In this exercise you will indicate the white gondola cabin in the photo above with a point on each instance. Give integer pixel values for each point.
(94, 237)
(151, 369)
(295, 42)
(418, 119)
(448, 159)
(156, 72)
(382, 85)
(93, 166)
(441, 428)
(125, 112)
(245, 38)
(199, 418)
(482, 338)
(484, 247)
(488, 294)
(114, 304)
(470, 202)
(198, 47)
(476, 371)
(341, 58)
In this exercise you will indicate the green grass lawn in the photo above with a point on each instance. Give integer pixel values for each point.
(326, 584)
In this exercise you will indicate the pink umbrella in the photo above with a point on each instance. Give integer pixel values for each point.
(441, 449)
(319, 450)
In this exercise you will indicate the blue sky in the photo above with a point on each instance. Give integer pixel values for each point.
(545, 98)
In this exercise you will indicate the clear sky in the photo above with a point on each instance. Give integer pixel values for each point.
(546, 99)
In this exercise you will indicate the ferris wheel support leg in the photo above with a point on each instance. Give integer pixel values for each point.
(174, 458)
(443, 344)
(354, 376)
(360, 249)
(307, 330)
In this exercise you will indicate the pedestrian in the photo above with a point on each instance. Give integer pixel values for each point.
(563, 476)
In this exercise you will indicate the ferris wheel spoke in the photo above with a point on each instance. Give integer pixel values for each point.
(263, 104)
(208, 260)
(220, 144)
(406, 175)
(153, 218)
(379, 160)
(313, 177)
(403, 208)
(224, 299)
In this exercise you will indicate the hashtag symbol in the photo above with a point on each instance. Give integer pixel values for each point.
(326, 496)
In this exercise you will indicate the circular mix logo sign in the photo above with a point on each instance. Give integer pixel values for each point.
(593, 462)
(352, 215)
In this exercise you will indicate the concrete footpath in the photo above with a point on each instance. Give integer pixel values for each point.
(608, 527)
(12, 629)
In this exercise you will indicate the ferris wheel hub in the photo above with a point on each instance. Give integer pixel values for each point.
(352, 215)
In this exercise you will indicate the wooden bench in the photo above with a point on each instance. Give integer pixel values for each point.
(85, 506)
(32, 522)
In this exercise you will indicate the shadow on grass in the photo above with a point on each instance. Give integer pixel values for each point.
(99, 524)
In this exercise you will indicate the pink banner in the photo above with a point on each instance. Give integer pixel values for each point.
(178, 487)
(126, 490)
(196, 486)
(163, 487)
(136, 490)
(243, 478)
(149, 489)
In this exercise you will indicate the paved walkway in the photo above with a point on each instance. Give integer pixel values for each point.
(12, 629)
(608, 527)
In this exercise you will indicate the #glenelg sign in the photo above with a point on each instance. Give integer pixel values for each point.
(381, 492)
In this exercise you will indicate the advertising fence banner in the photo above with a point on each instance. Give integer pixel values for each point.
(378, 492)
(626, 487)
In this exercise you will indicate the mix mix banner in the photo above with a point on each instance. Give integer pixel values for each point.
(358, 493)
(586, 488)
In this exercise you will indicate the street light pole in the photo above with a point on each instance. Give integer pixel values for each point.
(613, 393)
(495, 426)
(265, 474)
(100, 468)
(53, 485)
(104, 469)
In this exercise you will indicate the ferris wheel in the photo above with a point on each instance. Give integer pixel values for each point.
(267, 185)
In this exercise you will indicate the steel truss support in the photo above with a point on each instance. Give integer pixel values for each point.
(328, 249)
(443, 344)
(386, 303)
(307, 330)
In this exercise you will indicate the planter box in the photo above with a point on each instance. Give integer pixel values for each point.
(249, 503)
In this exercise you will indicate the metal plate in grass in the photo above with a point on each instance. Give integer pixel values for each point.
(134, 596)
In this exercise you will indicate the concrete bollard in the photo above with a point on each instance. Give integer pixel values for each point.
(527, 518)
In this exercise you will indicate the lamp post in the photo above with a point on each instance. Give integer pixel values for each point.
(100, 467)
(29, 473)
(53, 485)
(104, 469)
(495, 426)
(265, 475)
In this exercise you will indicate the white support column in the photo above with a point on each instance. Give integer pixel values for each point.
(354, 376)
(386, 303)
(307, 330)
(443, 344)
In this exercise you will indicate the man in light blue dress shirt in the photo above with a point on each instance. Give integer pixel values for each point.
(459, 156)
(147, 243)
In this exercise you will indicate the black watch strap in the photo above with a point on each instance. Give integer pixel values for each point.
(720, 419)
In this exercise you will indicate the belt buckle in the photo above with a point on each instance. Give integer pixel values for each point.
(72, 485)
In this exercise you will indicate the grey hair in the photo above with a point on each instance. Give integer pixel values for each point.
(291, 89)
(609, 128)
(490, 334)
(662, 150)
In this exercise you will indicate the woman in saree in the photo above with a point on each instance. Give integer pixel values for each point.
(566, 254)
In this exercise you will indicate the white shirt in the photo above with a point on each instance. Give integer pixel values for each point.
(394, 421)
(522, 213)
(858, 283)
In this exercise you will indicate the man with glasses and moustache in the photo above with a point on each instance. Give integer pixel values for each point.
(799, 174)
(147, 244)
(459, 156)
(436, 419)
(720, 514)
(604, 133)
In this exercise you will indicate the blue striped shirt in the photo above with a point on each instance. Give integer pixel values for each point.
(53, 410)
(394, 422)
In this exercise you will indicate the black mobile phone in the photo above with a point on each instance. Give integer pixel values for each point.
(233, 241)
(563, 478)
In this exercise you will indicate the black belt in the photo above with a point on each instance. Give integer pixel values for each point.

________

* WORK TO COMPLETE *
Using the material above, write out each entry again with nothing changed.

* TASK SOLUTION *
In this exercise you will indicate the white gondola cabin in the photo above with a point on each instance. Give integer pixel values for each point.
(94, 237)
(151, 369)
(295, 42)
(418, 119)
(448, 159)
(156, 72)
(382, 85)
(93, 166)
(441, 428)
(125, 112)
(245, 38)
(199, 418)
(482, 338)
(484, 247)
(488, 294)
(114, 304)
(470, 202)
(198, 47)
(476, 371)
(341, 58)
In this exercise you will indicate the green grass lawn in the photo above with a point on each instance. Give integer pixel values for each point.
(326, 584)
In this exercise you will indicate the pink umbrella in the photo above with a point on each instance. Give integer pixel values for each point.
(441, 449)
(319, 450)
In this exercise you will indicate the blue sky in the photo above with a point on each instance. Give integer pixel values for each point.
(545, 98)
In this exercise you will indicate the clear sky in the photo above with a point on each instance. Give integer pixel values for each point.
(546, 99)
In this exercise you will indicate the ferris wheel support leg in the photo above with a point on each instance. Give integer pixel values for each point.
(174, 458)
(443, 344)
(354, 376)
(360, 249)
(307, 330)
In this exercise you will indicate the pedestrian in the photo above with a point on each instance. Give integer pixel values for each point.
(563, 476)
In this exercise you will indicate the ferris wheel spoke in the photo above with a point on each instance. Give integer pixel values for each point.
(263, 104)
(208, 260)
(220, 144)
(406, 175)
(153, 218)
(379, 160)
(313, 177)
(403, 208)
(224, 299)
In this exercise you will indicate the hashtag symbol in the photo above with a point on each instance. Give integer pixel values for each point.
(326, 496)
In this exercise you will indicate the circular mix logo sign in the photo above with a point on each instance. Give integer pixel values for each point.
(593, 462)
(352, 215)
In this exercise you will indicate the concrete footpath in the photo above with a point on each instance. Give integer pixel values for each point.
(608, 527)
(12, 629)
In this exercise you will indicate the ferris wheel hub in the photo above with a point on each instance. Give integer pixel values for each point.
(352, 215)
In this exercise you will indicate the wooden bench in the photo above with a point on each instance. Give integer pixel values for each point.
(85, 506)
(32, 522)
In this exercise you will indicate the shadow on grass in the photo above with a point on each instance. Give integer pixel values for each point.
(99, 524)
In this exercise you will indicate the pink banner in the photo above with a point on each instance. Give integer pixel values for each point.
(178, 487)
(126, 490)
(196, 486)
(163, 487)
(136, 490)
(243, 478)
(149, 489)
In this exercise you will indicate the paved walkway in the photo above with a point on each instance. Give integer pixel values for each point.
(12, 629)
(608, 527)
In this exercise you will indicate the #glenelg sign in the photo above with a point on each instance. Give integer pixel values for each point.
(381, 492)
In this exercise you will indicate the advertising fence banner in the photo above with a point on each instance. Give integer pixel values for each point.
(378, 492)
(626, 487)
In this exercise you will indicate the mix mix banner in the photo above with a point on each instance. Give integer pixel values for each point.
(358, 493)
(586, 488)
In this exercise you will indicate the street light pole in the photo above with a point on each instance. Give integer pixel values for each point.
(613, 393)
(495, 426)
(265, 474)
(100, 468)
(53, 485)
(104, 469)
In this exercise you will indicate the ferris wheel in the photo above with a point on each instance. Give integer pixel values for each point.
(267, 185)
In this exercise you will indicate the steel truss support in the photo above with a point on each instance. Give integer pixel values for each point.
(328, 249)
(443, 344)
(386, 303)
(307, 330)
In this exercise you will indicate the planter box in the photo above with a point on each instance. Give integer pixel values for each point.
(249, 503)
In this exercise you will indicate the metal plate in grass in the photo above with a point on each instance. Give integer pixel values for each point.
(134, 596)
In this exercise you will indicate the concrete bollard in the photo above with a point on each instance. Give integer pixel values for each point.
(527, 518)
In this exercise you will indicate the lamp post in the photo above with a point on each instance. Give integer pixel values for each point.
(100, 467)
(29, 473)
(53, 485)
(104, 469)
(495, 426)
(265, 475)
In this exercise you will indicate the white support column in the photo above with a point on each instance. Give integer pixel values for each point.
(354, 376)
(386, 303)
(307, 330)
(443, 344)
In this exercise you will indicate the man in light blue dress shirt in the photo above with a point on each instance. Give integer pixel values for each point.
(459, 156)
(147, 243)
In this exercise you will indicate the black watch strap in the photo above with a point on each instance. Give integer pixel values for each point.
(720, 419)
In this exercise you will indicate the belt buckle in the photo above with a point on each instance. Give integer pixel values for each point.
(72, 485)
In this exercise you will indicate the grey hair in the photo above with a point on each instance. Give integer pixel values for each point.
(291, 89)
(609, 128)
(490, 334)
(662, 150)
In this exercise you will indicate the woman in saree in the photo above with a point on each instance. Give integer pixel values for each point.
(566, 254)
In this exercise you will indicate the white shirt in the photo above with a point on each instance. Give integer pixel values for each point.
(394, 421)
(522, 213)
(858, 283)
In this exercise you will indicate the man with glasses and moustache in the photo above with a point on each instance. Give integer pixel values for each point.
(799, 174)
(147, 244)
(459, 156)
(436, 419)
(720, 514)
(604, 133)
In this exercise you will indicate the blue striped shirt in the photo above with a point on each instance. Give integer pixel values for each point.
(53, 410)
(394, 422)
In this exercise you will indicate the black mobile phone in the photo above with a point on each instance. Give integer pixel values for each point.
(233, 241)
(563, 478)
In this exercise you will indicate the black belt in the photo above with a point on each instance. Give integer pixel values for each point.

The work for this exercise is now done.